# Exercise details:
Could you please retype all of the entries exactly as they appear?
++++++++++++++++++++
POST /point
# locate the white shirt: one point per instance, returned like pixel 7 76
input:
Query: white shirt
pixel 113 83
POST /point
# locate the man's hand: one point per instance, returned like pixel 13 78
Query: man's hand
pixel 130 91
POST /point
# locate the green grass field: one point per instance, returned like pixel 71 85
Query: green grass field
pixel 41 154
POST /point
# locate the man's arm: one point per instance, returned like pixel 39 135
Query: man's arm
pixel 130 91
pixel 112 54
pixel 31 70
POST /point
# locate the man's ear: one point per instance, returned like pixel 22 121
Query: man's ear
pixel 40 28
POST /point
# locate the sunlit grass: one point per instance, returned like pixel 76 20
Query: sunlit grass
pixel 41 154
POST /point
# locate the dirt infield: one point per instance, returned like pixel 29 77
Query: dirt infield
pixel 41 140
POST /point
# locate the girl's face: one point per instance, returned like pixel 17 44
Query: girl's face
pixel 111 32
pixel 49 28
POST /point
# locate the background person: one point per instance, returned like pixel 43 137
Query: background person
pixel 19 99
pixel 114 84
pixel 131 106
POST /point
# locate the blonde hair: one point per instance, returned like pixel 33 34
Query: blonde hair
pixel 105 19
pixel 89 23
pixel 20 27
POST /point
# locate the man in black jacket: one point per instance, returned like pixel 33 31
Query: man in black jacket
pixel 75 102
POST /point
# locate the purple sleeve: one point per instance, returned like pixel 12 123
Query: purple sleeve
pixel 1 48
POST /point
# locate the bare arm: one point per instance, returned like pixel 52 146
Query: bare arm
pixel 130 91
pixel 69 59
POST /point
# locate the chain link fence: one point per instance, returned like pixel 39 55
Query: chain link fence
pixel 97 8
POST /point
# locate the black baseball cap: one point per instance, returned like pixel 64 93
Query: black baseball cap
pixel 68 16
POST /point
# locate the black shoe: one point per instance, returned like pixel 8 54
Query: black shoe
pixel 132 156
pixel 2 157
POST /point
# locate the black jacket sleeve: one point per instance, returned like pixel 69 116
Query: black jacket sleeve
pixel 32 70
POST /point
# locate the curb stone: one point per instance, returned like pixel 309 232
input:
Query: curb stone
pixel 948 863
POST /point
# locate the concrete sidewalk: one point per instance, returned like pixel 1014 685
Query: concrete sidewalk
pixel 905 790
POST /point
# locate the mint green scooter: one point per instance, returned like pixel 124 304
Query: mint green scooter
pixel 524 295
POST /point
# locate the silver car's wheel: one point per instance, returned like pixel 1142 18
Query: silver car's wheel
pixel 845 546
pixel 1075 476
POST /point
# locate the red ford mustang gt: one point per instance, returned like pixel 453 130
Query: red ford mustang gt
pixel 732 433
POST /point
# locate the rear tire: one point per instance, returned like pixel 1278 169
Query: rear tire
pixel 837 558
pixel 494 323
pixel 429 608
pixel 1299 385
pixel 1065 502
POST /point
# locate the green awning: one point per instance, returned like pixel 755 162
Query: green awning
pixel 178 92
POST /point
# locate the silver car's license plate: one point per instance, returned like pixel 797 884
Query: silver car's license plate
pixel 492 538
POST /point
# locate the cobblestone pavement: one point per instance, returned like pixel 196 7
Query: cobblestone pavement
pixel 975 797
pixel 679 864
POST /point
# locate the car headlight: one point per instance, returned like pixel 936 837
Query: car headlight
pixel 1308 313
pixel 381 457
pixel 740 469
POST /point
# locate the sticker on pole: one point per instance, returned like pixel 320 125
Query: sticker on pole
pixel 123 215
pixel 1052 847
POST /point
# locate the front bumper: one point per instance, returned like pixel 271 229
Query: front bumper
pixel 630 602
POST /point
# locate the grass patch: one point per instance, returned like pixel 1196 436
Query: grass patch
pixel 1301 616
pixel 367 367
++++++++++++++++++++
# Answer:
POST /point
# locate the white shirt: one point per instance, returned like pixel 7 76
input:
Query: white shirt
pixel 113 83
POST /point
# locate the man's hand: one point per instance, returned like pixel 13 78
Query: man's hand
pixel 130 91
POST /point
# locate the green grass field: one point per instance, returned like pixel 71 85
Query: green grass field
pixel 41 154
POST /point
# locate the man's arm: one point per instance, returned like pixel 39 135
Query: man's arm
pixel 130 91
pixel 112 54
pixel 31 70
POST /point
# locate the man's ear: one point per instance, returned like pixel 22 121
Query: man's ear
pixel 40 28
POST /point
# locate the sunlit grass: one point per instance, returned like pixel 76 20
Query: sunlit grass
pixel 41 154
POST /point
# locate the dirt infield: one point per instance, returned like pixel 29 77
Query: dirt infield
pixel 41 140
POST /point
# locate the girl's face: one point per instance, returned like pixel 17 44
Query: girl's face
pixel 111 32
pixel 49 28
POST /point
# locate the background person: one point per instance, returned like pixel 43 137
Query: background person
pixel 19 99
pixel 114 84
pixel 131 106
POST /point
# locate the blonde hair: one point per instance, returned like pixel 33 34
Query: blonde hair
pixel 105 19
pixel 89 23
pixel 20 27
POST /point
# locate the man in black jacket: one point per instance, returned like pixel 33 31
Query: man in black jacket
pixel 75 102
POST /point
# locate the purple sleeve: one point per instance, returned like pixel 12 123
Query: purple sleeve
pixel 1 48
POST /point
# locate the bare arm: one point per instance, returned like pixel 52 146
Query: bare arm
pixel 130 91
pixel 69 59
POST /point
# locate the chain link fence: one point per instance, returned like pixel 39 55
Query: chain link fence
pixel 97 8
POST /point
# locate the black baseball cap: one point per instance, returned like pixel 64 93
Query: black baseball cap
pixel 68 16
POST /point
# locate the black shoe: one point per instance, returned like pixel 8 54
Query: black shoe
pixel 132 156
pixel 2 157
POST /point
# locate the black jacket sleeve: one point per instance, returned like pixel 69 116
Query: black jacket sleeve
pixel 32 70
POST /point
# locate the curb stone: one point per instance, returned like pixel 309 232
input:
Query: curb stone
pixel 948 863
POST /point
# locate the concrete sidewalk: one point per instance, returned like pixel 1014 685
Query: concrete sidewalk
pixel 905 790
POST /point
# locate the mint green scooter: one point per instance, returned like pixel 124 304
Query: mint green scooter
pixel 524 295
POST /point
# locate the silver car's wheel: one point per instance, returned like pixel 1142 18
Query: silver car's wheel
pixel 845 546
pixel 1075 476
POST /point
# locate the red ford mustang gt: one point per instance, returned like pixel 453 130
Query: red ford mustang gt
pixel 732 433
POST /point
# locate the rear tire: one point per instance, returned like pixel 1278 169
Query: rear tire
pixel 837 558
pixel 494 323
pixel 429 608
pixel 1299 385
pixel 1065 502
POST /point
# locate the green awning: one point per instance, returned like pixel 755 162
Query: green awning
pixel 178 92
POST /point
# locate the silver car's license plate: one point per instance, returned like pixel 797 884
Query: silver car's license plate
pixel 492 538
POST /point
# locate the cobblestone pavement: one point per instance, returned like pixel 196 7
Query: cobblestone pavement
pixel 975 797
pixel 679 864
POST /point
# locate the car headlight: one point per instance, returned like pixel 936 837
Query: car headlight
pixel 1308 313
pixel 381 457
pixel 740 469
POST /point
# locate the sticker on pole: one point per instance, returned like pixel 320 125
Query: sticker on pole
pixel 123 215
pixel 1052 847
POST /point
# locate the front bumper: one point per instance, returned like pixel 271 229
Query: front bumper
pixel 630 602
POST /point
# locate the grass patch: one point per instance, returned like pixel 1196 436
Query: grass patch
pixel 1301 616
pixel 367 367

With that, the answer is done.